╭─ Extrait de page
Du "changement", le mot est systématique chez les passants interrogés. "On va voter pour du changement, il faut améliorer le pays et réduire la pauvreté", estime Josephina Shitotoka, employée de la Société nationale des eaux âgée de 43 ans. Ses deux filles, de 21 et 17 ans, demeurent sans emploi, à l'image de la jeunesse namibienne, condamnée pour beaucoup au chômage: 46% des 15-34 ans selon les derniers chiffres diffusés en 2018, avant la pandémie de Covid, dévastatrice pour l'emploi.
"Il y a énormément de corruption, si on ne connaît pas la bonne personne, on n'a pas de travail", affirme cette mère de famille qui reste toutefois fidèle au parti au pouvoir, la Swapo, et fonde des espoirs sur sa candidate Netumbo Nandi-Ndaitwah. Figure historique de la Swapo, qui dirige le pays depuis l'indépendance, "NNN" peut devenir la première femme présidente du pays. "Elle va gagner et changer les choses", veut croire Josephina Shitotoka. Toute nouvelle électrice, Thabang Mosenedi, 19 ans, ne souhaite pas donner sa préférence pour ce scrutin où, pour la première fois de l'histoire du pays, la Swapo pourrait être contrainte à un second tour. "Tant qu'il y a du changement dans le pays, ça me va. Beaucoup de gens se plaignent qu'il n'y a pas d'emplois et que le gouvernement ne fait rien pour résoudre le problème", observe toutefois l'étudiante.
Une forme de ras-le-bol a détourné une part incertaine d'électeurs de la Swapo, parti issu du mouvement de libération du pays. Mikka Joseph, responsable d'un syndicat d'employés de sécurité, est de ceux-là: "J'étais membre de la Swapo mais je suis parti à cause de la corruption en 2019". L'année où a éclaté le scandale dit "Fishrot", une affaire de commissions sur des quotas de pêche, dans laquelle deux anciens ministres sont impliqués. Si cet homme de 43 ans est devenu membre du parti des patriotes indépendants (IPC) fondé par le principal opposant Panduleni Itula, c'est que "le pays a besoin de changement", professe-t-il, comme une nation semblant à l'unisson.
╰─
Exercice: Veuillez reproduire mot pour mot le passage de l'extrait sur les élections en Namibie qui commence à « Une forme de » et se termine à « semblant à l'unisson. ». Ces enregistrements n'ont aucun lien avec l'extrait.
╭─ Enregistrements de données
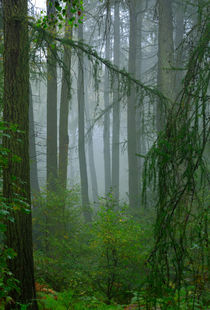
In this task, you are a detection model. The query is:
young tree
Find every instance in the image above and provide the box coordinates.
[47,0,57,191]
[103,1,111,195]
[3,0,38,310]
[29,86,40,195]
[156,0,174,132]
[127,0,139,210]
[77,24,91,222]
[112,0,120,201]
[59,6,72,194]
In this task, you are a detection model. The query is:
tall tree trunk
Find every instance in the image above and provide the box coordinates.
[112,0,120,203]
[127,0,139,210]
[175,3,185,96]
[3,0,38,310]
[47,0,57,191]
[156,0,174,132]
[84,58,98,203]
[77,24,91,222]
[59,6,72,191]
[136,0,145,203]
[29,86,40,195]
[103,2,111,195]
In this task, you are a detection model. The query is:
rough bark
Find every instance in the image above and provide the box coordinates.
[136,0,146,203]
[84,62,98,203]
[59,7,72,191]
[175,3,185,96]
[3,0,38,310]
[47,0,57,191]
[29,87,40,195]
[112,0,120,202]
[103,3,111,195]
[156,0,174,132]
[77,24,91,222]
[127,0,139,210]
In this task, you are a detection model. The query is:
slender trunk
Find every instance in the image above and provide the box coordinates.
[77,24,91,222]
[47,0,57,191]
[103,3,111,195]
[84,62,98,203]
[3,0,38,310]
[156,0,174,132]
[175,3,184,96]
[86,100,98,203]
[127,0,139,210]
[58,6,72,191]
[136,0,144,201]
[112,0,120,203]
[29,83,40,194]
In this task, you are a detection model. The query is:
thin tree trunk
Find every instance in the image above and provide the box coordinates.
[84,62,98,203]
[156,0,174,132]
[29,83,40,195]
[175,3,184,96]
[59,6,72,193]
[47,0,57,191]
[103,2,111,195]
[127,0,139,210]
[3,0,38,310]
[112,0,120,203]
[136,0,144,202]
[77,24,91,222]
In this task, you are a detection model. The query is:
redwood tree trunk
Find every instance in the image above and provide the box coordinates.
[127,0,139,210]
[112,0,120,203]
[3,0,38,310]
[59,6,72,191]
[47,0,57,191]
[103,3,111,195]
[77,24,91,222]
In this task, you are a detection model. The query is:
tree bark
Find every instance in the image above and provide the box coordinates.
[3,0,38,310]
[59,5,72,191]
[47,0,57,191]
[156,0,174,132]
[103,2,111,195]
[29,86,40,195]
[112,0,120,203]
[84,62,98,204]
[127,0,139,210]
[77,24,91,223]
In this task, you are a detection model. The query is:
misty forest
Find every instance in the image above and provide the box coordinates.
[0,0,210,310]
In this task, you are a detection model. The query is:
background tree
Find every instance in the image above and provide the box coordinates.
[3,0,38,310]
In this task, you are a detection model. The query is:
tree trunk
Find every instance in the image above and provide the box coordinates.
[103,3,111,195]
[3,0,38,310]
[59,6,72,196]
[77,24,91,222]
[47,0,57,191]
[127,0,139,210]
[156,0,174,132]
[84,62,98,204]
[112,0,120,203]
[29,87,40,195]
[136,0,144,203]
[175,3,185,96]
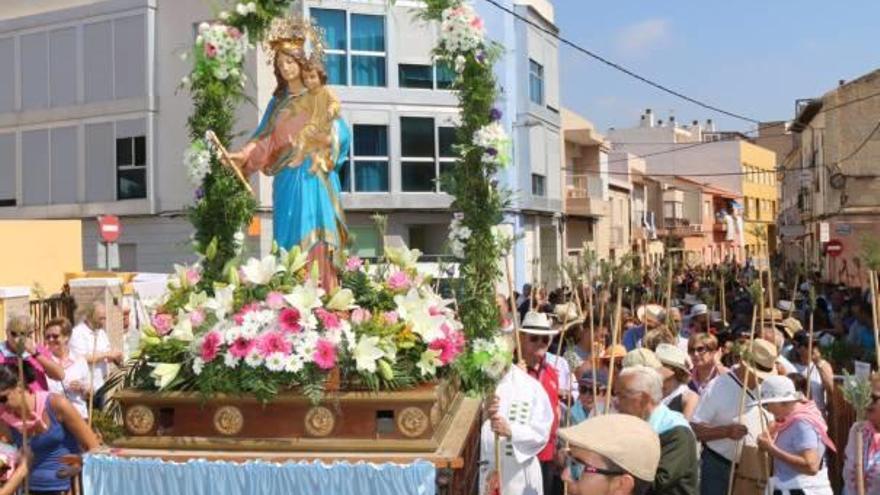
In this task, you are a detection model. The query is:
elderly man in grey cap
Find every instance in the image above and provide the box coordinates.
[559,414,660,495]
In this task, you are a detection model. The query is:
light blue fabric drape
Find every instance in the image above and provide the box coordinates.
[83,455,436,495]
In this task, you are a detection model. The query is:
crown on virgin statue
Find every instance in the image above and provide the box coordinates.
[263,17,324,64]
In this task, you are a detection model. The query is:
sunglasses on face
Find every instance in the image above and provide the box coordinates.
[566,454,626,481]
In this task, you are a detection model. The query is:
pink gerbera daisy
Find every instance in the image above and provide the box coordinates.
[257,332,292,357]
[200,332,221,363]
[315,339,336,370]
[229,337,255,359]
[278,308,302,333]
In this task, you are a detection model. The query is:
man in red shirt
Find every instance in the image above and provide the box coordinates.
[519,311,562,495]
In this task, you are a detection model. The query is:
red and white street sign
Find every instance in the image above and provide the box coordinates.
[825,239,843,258]
[98,215,122,242]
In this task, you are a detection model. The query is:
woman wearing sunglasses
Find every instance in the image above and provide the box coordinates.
[687,333,727,394]
[43,317,90,419]
[0,317,64,391]
[0,364,98,495]
[559,414,660,495]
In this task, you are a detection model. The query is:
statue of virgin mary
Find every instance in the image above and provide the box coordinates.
[230,19,350,290]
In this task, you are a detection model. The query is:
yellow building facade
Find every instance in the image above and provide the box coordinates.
[739,141,779,259]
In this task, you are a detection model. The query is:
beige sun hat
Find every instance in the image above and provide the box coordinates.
[559,414,660,481]
[520,311,559,335]
[636,304,666,324]
[742,339,779,380]
[621,347,663,370]
[654,343,693,373]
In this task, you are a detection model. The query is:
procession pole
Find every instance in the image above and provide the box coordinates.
[727,307,758,495]
[868,270,880,370]
[604,287,623,414]
[504,257,522,365]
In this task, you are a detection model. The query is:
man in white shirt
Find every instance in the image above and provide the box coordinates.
[70,303,122,396]
[691,339,777,495]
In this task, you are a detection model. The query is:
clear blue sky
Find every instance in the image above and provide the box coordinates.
[552,0,880,131]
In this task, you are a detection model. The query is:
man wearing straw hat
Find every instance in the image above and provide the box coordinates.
[519,311,561,495]
[691,339,777,495]
[559,414,660,495]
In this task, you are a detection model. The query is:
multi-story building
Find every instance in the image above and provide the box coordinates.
[783,70,880,287]
[0,0,562,290]
[608,110,778,261]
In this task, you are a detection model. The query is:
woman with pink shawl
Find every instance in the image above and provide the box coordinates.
[754,376,836,495]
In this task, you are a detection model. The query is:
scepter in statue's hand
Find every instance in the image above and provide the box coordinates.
[205,130,254,194]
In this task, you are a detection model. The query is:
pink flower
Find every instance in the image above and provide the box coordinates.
[152,313,174,336]
[314,339,336,370]
[388,270,410,290]
[351,308,373,325]
[315,308,342,330]
[257,332,292,358]
[189,309,205,327]
[232,302,260,325]
[428,323,464,365]
[278,308,302,333]
[345,256,364,272]
[229,337,255,359]
[266,291,284,309]
[200,331,221,363]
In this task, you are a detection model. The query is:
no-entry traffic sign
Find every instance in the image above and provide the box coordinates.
[825,239,843,258]
[98,215,122,242]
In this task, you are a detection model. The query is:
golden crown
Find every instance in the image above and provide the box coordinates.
[263,17,324,64]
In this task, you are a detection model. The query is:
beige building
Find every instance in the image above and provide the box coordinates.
[782,70,880,286]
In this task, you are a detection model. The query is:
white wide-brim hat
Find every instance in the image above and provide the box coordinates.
[520,311,559,336]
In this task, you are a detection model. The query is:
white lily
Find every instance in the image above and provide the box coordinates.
[352,336,385,373]
[385,246,422,270]
[416,349,443,376]
[168,310,195,342]
[205,285,235,320]
[327,289,357,311]
[284,278,324,315]
[150,363,180,390]
[241,254,284,285]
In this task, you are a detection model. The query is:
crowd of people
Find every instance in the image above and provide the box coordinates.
[480,267,880,495]
[0,304,123,495]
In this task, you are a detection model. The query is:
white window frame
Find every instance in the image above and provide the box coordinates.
[113,136,150,201]
[342,123,391,194]
[309,6,388,88]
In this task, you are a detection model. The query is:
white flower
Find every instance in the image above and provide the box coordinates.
[193,357,205,375]
[223,352,239,368]
[150,363,180,390]
[205,285,235,320]
[416,349,443,376]
[244,349,263,368]
[264,352,287,371]
[385,246,422,270]
[455,55,467,74]
[284,354,304,373]
[241,254,284,285]
[284,278,324,317]
[352,336,384,373]
[183,140,211,186]
[327,289,356,311]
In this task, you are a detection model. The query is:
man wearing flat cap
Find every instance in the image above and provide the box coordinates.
[559,414,660,495]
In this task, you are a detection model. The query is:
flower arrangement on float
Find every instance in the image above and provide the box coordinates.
[129,244,488,401]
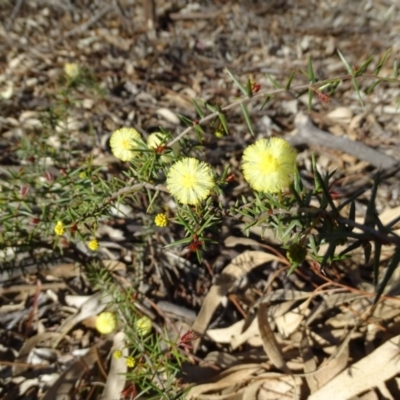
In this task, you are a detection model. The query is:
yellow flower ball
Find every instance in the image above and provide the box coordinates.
[167,157,214,205]
[54,221,65,236]
[242,138,297,193]
[135,315,153,336]
[96,311,117,335]
[154,214,168,228]
[110,128,145,161]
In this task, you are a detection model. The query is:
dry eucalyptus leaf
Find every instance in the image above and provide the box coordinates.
[192,251,279,349]
[308,335,400,400]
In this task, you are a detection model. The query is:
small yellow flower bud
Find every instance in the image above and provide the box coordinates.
[125,356,136,368]
[88,239,99,251]
[135,315,153,336]
[154,214,168,228]
[54,221,65,236]
[113,350,122,360]
[96,311,117,335]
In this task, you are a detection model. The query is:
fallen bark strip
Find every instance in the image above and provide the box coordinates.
[287,113,400,171]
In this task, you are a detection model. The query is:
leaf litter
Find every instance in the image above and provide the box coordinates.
[0,1,400,400]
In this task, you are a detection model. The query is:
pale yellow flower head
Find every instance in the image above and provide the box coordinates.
[242,138,296,193]
[96,311,117,335]
[154,214,168,228]
[110,128,144,161]
[167,157,214,205]
[125,356,136,368]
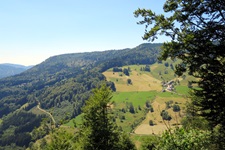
╰─
Corrigé:
Une forme de ras-le-bol a détourné une part incertaine d'électeurs de la Swapo, parti issu du mouvement de libération du pays. Mikka Joseph, responsable d'un syndicat d'employés de sécurité, est de ceux-là: "J'étais membre de la Swapo mais je suis parti à cause de la corruption en 2019". L'année où a éclaté le scandale dit "Fishrot", une affaire de commissions sur des quotas de pêche, dans laquelle deux anciens ministres sont impliqués. Si cet homme de 43 ans est devenu membre du parti des patriotes indépendants (IPC) fondé par le principal opposant Panduleni Itula, c'est que "le pays a besoin de changement", professe-t-il, comme une nation semblant à l'unisson.